Begin Records supplied
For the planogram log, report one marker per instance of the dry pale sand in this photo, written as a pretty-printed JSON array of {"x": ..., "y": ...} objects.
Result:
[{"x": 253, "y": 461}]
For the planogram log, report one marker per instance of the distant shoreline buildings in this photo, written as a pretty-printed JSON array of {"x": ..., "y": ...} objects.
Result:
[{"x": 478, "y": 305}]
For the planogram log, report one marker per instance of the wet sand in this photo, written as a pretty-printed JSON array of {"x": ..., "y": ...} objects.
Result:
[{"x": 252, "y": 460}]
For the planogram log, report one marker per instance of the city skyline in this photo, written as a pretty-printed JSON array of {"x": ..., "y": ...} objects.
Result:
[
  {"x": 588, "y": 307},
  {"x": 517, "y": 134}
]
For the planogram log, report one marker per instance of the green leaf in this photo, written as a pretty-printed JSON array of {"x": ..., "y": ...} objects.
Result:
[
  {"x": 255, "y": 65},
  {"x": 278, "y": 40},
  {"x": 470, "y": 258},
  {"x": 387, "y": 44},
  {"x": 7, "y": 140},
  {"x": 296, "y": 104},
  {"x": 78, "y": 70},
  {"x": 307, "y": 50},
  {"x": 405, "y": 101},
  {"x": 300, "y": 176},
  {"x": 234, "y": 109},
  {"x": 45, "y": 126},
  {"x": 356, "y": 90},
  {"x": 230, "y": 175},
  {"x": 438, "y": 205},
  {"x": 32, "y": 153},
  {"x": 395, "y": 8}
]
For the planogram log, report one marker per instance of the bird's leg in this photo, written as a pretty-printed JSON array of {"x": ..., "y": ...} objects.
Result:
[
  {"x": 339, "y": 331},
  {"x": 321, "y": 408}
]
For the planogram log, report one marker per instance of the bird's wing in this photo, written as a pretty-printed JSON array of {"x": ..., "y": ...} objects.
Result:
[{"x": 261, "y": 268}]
End Records supplied
§ Short exercise: Repeat the lines from the one containing "of the green" through the end of the listing, exactly and without any other lines; both ends are included.

§ Answer to this problem:
For the planogram log, report one marker per instance of the green leaf in this photo, written as a pretty-printed JSON array of {"x": ..., "y": ...} objects.
Result:
[
  {"x": 255, "y": 65},
  {"x": 278, "y": 40},
  {"x": 470, "y": 258},
  {"x": 387, "y": 44},
  {"x": 7, "y": 140},
  {"x": 296, "y": 104},
  {"x": 78, "y": 70},
  {"x": 307, "y": 50},
  {"x": 405, "y": 101},
  {"x": 300, "y": 176},
  {"x": 234, "y": 109},
  {"x": 45, "y": 126},
  {"x": 356, "y": 90},
  {"x": 230, "y": 175},
  {"x": 438, "y": 205},
  {"x": 32, "y": 153},
  {"x": 395, "y": 8}
]
For the planogram log, report one marker per instance of the bird's leg in this photo, written as a pretty-printed JSON array of {"x": ..., "y": ...} objects.
Result:
[
  {"x": 339, "y": 331},
  {"x": 321, "y": 408}
]
For the planogram log, report one marker per instance of the bird's wing in this photo, written as a pretty-printed JSON array of {"x": ..., "y": ...} objects.
Result:
[{"x": 261, "y": 268}]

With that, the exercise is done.